Вишенский понимает программу унии Скарги как насильственный переход православных Речи Посполитой в католицизм (7). Проводниками этой продуманной и целенаправленной политики воздействия на православных верующих с целью ослабления их веры он считает а) польскую администрацию, осуществляющую дискриминацию православных и (б) орден иезуитов, осуществляющий план обращения православных в католицизм посредством иезуитской системы образования. Самые страстные, гневные и бранные слова относит Вишенский к характеристике иезуитов: они и "лукавии", "блюзнячие", "машкарники", "иисусохулители", "вшетечники"; "с поставы зверховней - покорный, склонный, облесный, а внутри - превратный, хитрый, злобный, неуставичный", с "лагояными словками и покорными прозбами" (8). Выходцев из иезуитских коллегий он описывает также весьма нелестно: "... все они блаженной науке сопротивницы - горды, величавы, пишны, надуты, ... велеречивые, самохвалны фарисеи, клеветники, лжелюбцы" (9). Главное, чему, по мнению Вишенского, учатся в иезуитских школах - это "латынскому мудрованию", от которого и теряют свою православную веру. Более всего возмущает автора "поганских наук блядословие"; "... и в художестве риторскаго наказания и ремесла (эллино-или-латиномудрных во причастии общения несм был ими навык что от хитродиалектических силогизм темже и ни мудрования хитрословного " (10); "... изучивши граматыку..., рыторычку тогда уж... дмут, даскалами и мудрыми ся зовут, проповедуют, учат" (И).

Мы не будем останавливаться здесь подробно на особенностях иезуитского образования, и, в частности, на православных территориях Польши (12). Отметим лишь некоторые важные результаты этого вида обучения. Действительно, многие ученики-некатолики, которые формально могли исповедовать свою веру, все же переходили в католицизм. Сама система и программа образования была эффективна. давая хорошие знания и навыки.

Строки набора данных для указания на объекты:

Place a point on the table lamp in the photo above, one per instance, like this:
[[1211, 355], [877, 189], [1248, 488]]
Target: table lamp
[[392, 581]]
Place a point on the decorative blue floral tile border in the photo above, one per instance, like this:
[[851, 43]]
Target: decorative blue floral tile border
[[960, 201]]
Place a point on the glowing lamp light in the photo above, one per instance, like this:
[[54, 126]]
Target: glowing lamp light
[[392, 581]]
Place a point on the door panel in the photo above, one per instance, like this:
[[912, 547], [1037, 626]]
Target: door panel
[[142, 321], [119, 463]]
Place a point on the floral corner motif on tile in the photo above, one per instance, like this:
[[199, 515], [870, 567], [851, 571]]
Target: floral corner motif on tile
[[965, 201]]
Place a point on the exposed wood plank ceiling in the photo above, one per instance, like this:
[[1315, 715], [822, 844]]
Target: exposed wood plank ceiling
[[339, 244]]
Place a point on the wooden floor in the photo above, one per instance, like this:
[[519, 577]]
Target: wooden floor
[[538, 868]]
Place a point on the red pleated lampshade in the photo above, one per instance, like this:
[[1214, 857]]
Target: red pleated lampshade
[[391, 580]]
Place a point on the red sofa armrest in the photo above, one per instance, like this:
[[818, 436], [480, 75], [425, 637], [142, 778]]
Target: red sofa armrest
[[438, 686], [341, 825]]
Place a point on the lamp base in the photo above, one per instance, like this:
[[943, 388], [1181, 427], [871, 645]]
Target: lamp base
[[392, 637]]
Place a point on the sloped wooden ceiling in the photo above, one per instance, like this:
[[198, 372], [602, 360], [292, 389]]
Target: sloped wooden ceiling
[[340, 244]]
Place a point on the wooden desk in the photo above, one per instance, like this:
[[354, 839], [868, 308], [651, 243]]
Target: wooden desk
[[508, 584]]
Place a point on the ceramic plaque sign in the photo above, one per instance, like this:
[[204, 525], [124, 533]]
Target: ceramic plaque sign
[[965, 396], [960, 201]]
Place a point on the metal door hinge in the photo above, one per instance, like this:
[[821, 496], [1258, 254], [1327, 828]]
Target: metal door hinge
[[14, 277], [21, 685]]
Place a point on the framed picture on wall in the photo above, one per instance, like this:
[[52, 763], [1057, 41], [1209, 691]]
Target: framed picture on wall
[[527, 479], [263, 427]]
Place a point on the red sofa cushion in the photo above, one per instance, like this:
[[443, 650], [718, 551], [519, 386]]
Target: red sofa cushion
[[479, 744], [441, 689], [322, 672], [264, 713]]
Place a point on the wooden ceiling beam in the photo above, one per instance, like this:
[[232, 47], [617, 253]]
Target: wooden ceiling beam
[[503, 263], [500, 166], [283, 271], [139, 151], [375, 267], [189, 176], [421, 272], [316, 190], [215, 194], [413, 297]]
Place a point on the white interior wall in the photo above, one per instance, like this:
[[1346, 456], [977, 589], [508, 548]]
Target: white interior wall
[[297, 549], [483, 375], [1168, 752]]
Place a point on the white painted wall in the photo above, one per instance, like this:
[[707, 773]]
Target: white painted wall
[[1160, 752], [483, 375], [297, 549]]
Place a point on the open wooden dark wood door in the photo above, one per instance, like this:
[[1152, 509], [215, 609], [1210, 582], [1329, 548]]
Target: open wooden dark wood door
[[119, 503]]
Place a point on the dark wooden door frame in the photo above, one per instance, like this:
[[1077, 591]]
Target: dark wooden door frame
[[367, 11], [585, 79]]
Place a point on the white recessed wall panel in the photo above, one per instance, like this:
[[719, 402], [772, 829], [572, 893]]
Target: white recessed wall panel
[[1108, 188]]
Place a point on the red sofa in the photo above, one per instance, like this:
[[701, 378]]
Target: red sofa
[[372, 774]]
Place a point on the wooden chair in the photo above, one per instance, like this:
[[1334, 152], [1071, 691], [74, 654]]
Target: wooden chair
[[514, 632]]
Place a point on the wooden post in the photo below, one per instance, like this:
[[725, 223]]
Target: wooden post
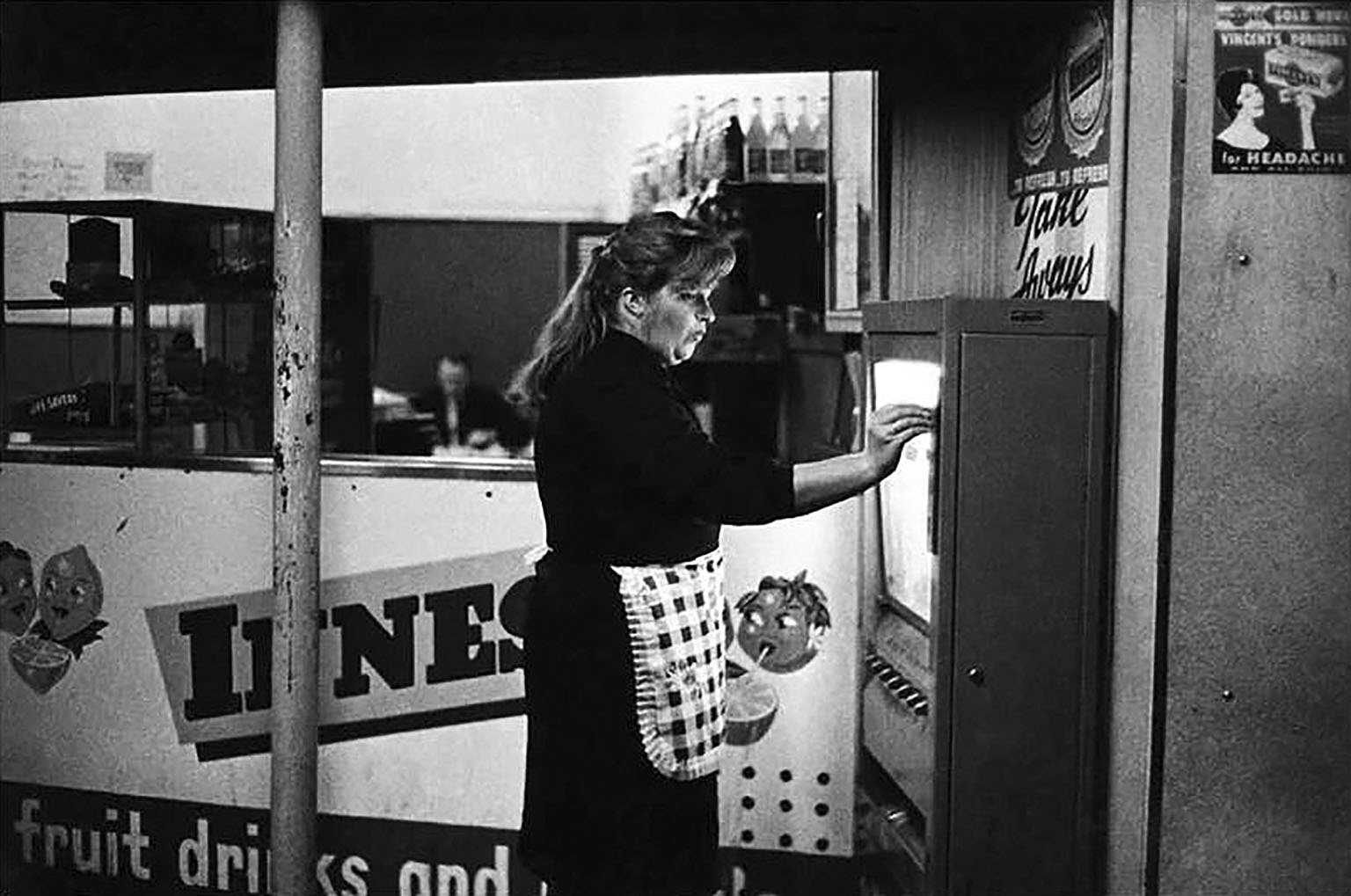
[[296, 268]]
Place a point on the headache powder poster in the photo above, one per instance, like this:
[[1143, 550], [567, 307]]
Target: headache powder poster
[[1281, 102]]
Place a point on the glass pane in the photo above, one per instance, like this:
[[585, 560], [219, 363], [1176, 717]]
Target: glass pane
[[907, 496], [68, 346], [852, 195]]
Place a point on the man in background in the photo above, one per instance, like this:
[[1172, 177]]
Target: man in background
[[471, 418]]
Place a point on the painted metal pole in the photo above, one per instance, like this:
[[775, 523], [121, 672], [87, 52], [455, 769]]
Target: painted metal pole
[[295, 419]]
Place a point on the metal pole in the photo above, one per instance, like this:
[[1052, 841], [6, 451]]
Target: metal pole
[[295, 548], [139, 312]]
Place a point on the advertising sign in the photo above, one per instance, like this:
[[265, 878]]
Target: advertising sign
[[134, 703], [1061, 127], [1281, 102], [1055, 233]]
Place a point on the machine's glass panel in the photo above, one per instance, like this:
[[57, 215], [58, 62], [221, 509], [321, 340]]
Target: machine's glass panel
[[911, 376]]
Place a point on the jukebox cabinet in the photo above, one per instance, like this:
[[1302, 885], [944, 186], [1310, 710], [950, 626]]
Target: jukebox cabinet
[[983, 595]]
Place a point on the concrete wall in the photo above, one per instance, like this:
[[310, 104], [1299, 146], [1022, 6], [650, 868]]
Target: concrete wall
[[1255, 784]]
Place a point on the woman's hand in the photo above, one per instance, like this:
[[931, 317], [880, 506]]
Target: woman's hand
[[889, 427]]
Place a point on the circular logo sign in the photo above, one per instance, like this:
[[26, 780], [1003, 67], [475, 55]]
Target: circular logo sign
[[1036, 123], [1086, 84]]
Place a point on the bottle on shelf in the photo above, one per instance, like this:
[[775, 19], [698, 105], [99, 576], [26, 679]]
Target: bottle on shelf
[[780, 146], [733, 143], [695, 175], [801, 145], [756, 145], [677, 153], [822, 138]]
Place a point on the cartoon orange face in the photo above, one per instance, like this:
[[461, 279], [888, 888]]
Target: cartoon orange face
[[18, 598], [783, 622], [72, 592]]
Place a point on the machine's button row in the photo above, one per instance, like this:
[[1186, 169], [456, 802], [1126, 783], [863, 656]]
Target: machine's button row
[[896, 684]]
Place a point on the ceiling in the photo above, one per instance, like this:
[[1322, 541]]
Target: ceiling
[[60, 49]]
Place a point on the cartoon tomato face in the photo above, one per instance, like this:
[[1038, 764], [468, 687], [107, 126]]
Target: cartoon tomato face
[[72, 592], [18, 598], [781, 622]]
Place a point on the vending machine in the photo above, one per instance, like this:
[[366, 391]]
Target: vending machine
[[982, 607]]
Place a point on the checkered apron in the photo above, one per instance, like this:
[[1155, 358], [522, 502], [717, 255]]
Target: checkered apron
[[676, 636]]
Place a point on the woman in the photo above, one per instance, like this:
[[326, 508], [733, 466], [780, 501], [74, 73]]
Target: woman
[[624, 665]]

СПИСОК ЗАДАНИЙ:
A. Кого, согласно отрывку, Вишенский считает проводниками политики воздействия на православных верующих?
B. Перепишите отрывок, начиная с «Мы не будем» и вниз до «знания и навыки.», заменив «ученики-некатолики» на «студенты-некатолики».

ОТВЕТЫ К ЗАДАНИЯМ:
A. Польскую администрацию и орден иезуитов.

B.
Мы не будем останавливаться здесь подробно на особенностях иезуитского образования, и, в частности, на православных территориях Польши (12). Отметим лишь некоторые важные результаты этого вида обучения. Действительно, многие студенты-некатолики, которые формально могли исповедовать свою веру, все же переходили в католицизм. Сама система и программа образования была эффективна. давая хорошие знания и навыки.